Exercise instructions: Arrange only the lines of data starting at the line that contains "Set-play tagging: locate each instance of the orange" and ending at the last line of the data as a numbered list, leaving out any blank lines.

Location labeling data
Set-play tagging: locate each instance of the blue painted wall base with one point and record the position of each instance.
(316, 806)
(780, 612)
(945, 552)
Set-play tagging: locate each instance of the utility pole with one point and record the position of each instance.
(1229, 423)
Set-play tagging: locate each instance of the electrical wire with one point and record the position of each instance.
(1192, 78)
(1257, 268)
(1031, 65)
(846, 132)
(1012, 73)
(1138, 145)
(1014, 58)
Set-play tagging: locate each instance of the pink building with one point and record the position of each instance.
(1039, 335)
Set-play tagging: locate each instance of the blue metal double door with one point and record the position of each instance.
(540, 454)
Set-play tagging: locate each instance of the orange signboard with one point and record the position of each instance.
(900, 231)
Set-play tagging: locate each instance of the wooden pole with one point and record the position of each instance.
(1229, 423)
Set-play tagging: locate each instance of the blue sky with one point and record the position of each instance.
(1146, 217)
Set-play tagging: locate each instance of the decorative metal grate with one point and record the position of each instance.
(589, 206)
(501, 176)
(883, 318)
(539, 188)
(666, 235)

Result for this task:
1. Set-play tagging: locate each instance of the orange signboard with one point and record the position of each instance.
2. (900, 231)
3. Set-play tagging: locate each instance of the wooden pole with one point and record the position of each instance.
4. (1229, 423)
5. Set-play tagging: locate each instance of the blue sky with one point and record the position of each instance.
6. (1146, 217)
7. Set-play tagging: locate each instance of the decorative metal grate with one point and record the position of each instance.
8. (589, 206)
9. (501, 176)
10. (883, 318)
11. (539, 188)
12. (666, 235)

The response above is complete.